start
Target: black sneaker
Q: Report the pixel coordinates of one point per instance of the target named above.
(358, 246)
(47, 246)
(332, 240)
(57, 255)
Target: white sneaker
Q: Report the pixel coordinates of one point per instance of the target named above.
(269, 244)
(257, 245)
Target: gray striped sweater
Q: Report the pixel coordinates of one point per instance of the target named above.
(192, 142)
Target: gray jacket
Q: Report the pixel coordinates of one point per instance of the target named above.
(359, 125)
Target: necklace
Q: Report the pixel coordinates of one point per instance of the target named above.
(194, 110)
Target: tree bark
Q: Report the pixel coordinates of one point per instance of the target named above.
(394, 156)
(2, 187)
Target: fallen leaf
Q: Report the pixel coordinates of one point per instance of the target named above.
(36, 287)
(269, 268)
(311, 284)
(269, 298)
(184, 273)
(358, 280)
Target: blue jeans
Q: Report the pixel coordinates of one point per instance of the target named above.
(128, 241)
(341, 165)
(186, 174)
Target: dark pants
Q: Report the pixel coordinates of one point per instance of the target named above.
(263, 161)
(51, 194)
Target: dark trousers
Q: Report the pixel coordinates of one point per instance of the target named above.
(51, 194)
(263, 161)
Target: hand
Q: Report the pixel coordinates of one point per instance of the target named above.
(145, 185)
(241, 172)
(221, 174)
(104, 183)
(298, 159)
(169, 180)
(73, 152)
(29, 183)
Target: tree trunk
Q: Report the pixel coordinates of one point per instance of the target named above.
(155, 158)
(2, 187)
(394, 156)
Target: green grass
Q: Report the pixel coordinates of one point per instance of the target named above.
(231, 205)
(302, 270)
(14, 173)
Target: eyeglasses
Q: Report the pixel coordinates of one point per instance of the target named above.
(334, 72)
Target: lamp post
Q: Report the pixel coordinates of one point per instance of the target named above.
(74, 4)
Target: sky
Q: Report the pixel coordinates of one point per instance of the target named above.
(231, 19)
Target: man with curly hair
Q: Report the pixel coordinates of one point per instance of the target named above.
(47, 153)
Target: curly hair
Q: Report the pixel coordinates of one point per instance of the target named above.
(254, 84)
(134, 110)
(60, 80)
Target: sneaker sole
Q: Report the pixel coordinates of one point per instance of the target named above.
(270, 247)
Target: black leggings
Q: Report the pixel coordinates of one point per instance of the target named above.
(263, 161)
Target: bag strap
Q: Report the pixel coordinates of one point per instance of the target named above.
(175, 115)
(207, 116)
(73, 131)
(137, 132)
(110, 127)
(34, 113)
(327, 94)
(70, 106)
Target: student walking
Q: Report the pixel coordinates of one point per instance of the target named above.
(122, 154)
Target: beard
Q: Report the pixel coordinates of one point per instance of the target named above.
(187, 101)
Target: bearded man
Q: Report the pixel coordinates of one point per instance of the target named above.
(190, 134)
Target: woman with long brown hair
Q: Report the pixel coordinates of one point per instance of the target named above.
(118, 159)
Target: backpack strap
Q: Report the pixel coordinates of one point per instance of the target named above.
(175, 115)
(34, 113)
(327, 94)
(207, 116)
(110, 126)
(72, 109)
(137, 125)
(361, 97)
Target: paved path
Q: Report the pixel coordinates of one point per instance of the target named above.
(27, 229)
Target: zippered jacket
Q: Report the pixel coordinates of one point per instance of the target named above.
end
» **REQUEST**: Write out everything from the line containing "Target: paved path" down to the last of these lines, substituting "image coordinates" for "pixel coordinates" and leaving all else unchanged.

» **ANSWER FOR THIS EXERCISE**:
Target: paved path
Q: Report the image coordinates of one point per instance of the target named above.
(27, 229)
Target: zippered jacket
Q: Report the image coordinates of one point per instance of the target named above.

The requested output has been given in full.